## WRITTEN REQUEST
Rewrite only the entries from the line with "is any shadow" up to and including the line with "[79,143,102,193]", swapping "backpack" for "rucksack" and leaving everything else unchanged.

## DATASET ROWS
*-*-*
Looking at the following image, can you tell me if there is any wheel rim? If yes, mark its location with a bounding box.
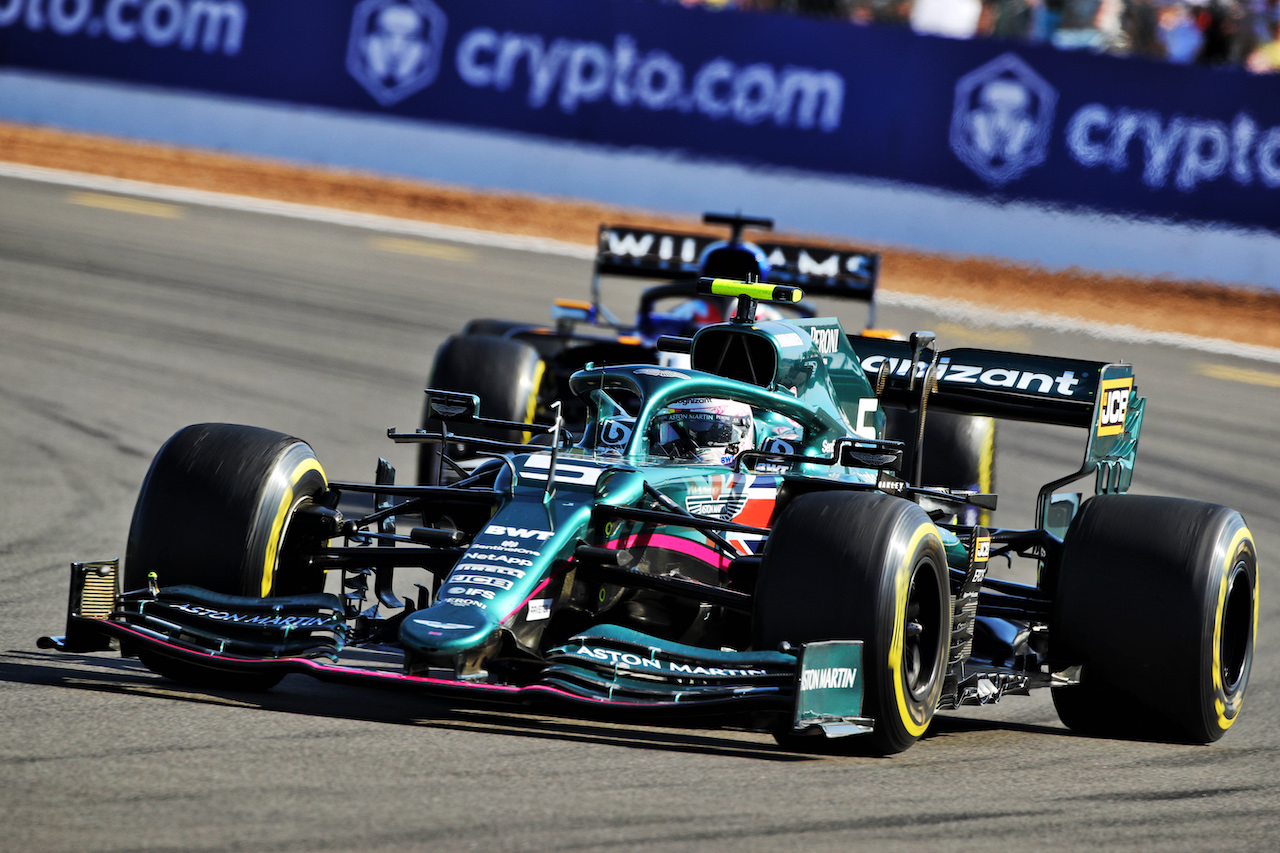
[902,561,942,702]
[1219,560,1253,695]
*-*-*
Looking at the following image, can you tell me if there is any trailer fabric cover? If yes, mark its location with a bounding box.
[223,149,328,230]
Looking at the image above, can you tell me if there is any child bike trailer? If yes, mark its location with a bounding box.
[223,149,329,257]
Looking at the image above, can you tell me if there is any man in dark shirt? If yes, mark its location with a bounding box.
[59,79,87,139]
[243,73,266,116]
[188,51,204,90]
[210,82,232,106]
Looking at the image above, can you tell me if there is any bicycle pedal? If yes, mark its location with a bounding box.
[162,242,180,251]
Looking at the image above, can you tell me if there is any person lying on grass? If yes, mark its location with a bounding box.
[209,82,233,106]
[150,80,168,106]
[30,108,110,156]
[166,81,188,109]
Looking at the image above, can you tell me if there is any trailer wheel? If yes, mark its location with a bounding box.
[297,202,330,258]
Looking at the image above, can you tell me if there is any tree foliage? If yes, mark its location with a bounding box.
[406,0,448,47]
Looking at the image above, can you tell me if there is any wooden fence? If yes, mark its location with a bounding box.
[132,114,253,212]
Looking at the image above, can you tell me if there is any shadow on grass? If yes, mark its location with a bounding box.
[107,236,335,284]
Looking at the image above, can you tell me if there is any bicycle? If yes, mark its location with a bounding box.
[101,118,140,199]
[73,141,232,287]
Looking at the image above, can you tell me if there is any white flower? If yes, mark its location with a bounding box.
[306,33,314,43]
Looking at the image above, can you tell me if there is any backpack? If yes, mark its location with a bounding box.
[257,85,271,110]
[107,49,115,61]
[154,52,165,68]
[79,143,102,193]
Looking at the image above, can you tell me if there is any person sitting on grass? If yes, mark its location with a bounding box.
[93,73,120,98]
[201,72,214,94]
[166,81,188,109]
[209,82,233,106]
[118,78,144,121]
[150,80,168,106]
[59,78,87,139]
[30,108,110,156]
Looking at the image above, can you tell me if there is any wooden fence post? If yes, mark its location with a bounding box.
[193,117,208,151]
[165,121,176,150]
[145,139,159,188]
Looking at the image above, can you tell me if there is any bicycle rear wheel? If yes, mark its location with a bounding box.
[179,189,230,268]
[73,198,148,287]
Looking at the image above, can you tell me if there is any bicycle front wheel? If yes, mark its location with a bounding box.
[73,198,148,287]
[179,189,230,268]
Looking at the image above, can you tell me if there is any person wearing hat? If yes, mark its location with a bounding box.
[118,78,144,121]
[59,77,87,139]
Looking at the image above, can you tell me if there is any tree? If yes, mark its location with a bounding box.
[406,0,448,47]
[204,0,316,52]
*-*-*
## RESPONSE TO THE TASK
Looking at the image above, can you tell me if there is any shadow on grass? If yes, mark its location with a bounding box.
[107,236,335,284]
Looking at the image above, can you tell me if there is any bicycle? If yes, mark its location with a bounding box.
[101,118,140,199]
[73,141,232,287]
Looking at the image above, can you tell me if there is any white flower? If yes, mark its location with a bounding box.
[306,33,314,43]
Looking at the image above, can you tell me if there is any rucksack? If yes, mark its location with a bounding box.
[257,85,271,110]
[107,49,115,61]
[154,52,165,68]
[79,143,102,193]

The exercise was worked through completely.